# Selected text
───
# hi, from south wales...



## anthony_m

hi all,
just joined as i have recently purchased my first tt and would like to get to know more about it, so what better place to start!!!great forum...
anthony.


----------



## Hoggy

Hi Anthony, Welcome to the Forum. Lets see some pics.
H.


----------



## T3RBO

Welcome


----------



## Wallsendmag

Welcome


----------



## anthony_m

Harold said:


> Hi Anthony, Welcome to the Forum. Lets see some pics.
> H.


hi all,
here is a pic [i hope it works] of my tt, as you can see its denim blue, has 66,000 0n it, with half blue leather and alacantra, as soon as i had it i realised that the timing belt hadnt been done after checking the service history, so, changed belt, water pump, tensioner, and tensioner pulley. all i can say is, i take my hat off to the boys who work on these every day, needless to say, i wouldnt want to do another, but i supose the more times you do it, the easier [if thats the right word] it becomes.
anthony...


----------



## anthony_m

anthony_m said:


> Harold said:
> 
> 
> 
> Hi Anthony, Welcome to the Forum. Lets see some pics.
> H.
Click to expand...

hi all,
here is a pic [i hope it works] of my tt, as you can see its denim blue, has 66,000 0n it, with half blue leather and alacantra, as soon as i had it i realised that the timing belt hadnt been done after checking the service history, so, changed belt, water pump, tensioner, and tensioner pulley. all i can say is, i take my hat off to the boys who work on these every day, needless to say, i wouldnt want to do another, but i supose the more times you do it, the easier [if thats the right word] it becomes.
anthony...
───
(Saved dataset items)
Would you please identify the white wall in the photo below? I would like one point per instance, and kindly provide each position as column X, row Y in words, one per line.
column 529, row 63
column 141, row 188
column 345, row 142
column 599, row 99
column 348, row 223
───
# Objective 1
Could you rewrite the stored dataset entries with "white wall" changed to "brick wall" and nothing else altered?
# Objective 2
How might the forum thread welcoming a new TT owner from south Wales go on after its last post? Write the next part.

# Task response 1
Would you please identify the brick wall in the photo below? I would like one point per instance, and kindly provide each position as column X, row Y in words, one per line.
column 529, row 63
column 141, row 188
column 345, row 142
column 599, row 99
column 348, row 223

# Task response 2
----------



## Hoggy

Hi Anthony, Cannot see your pics, signup to photobucket, its free, upload pics, copy & paste "img" tag into post
H.
http://register.photobucket.com/?ref=homejoin


----------



## Hoggy

Thats better, looking good. Where are you in S.Wales? .Hundreds of miles away from me I expect.
H.


----------



## anthony_m

Harold said:


> Thats better, looking good. Where are you in S.Wales? .Hundreds of miles away from me I expect.
> H.


hi harold,
just outside cardiff.
anthony...


----------



## Hoggy

Hi, As I thought, hundred + miles away. See very few TT down here.  
H.


----------



## anthony_m

hi,
i didnt see many over here, untill i got one, typical, now they seem to be everywhere!!!
:lol:


----------



## JamesR

hi mate nice to see more people from south wales on here! i know how you feel i got my TT around 2 months ago and ive noticed them poping up everywhere now 

good choice of colour lol!


----------



## anthony_m

hi james,
yes, its the classic colour! :lol: but seriously i was really looking for a green metalic one, [green is my favourite colour] but gave up and settled for one from my next favourite colour in the tt range.
anthony.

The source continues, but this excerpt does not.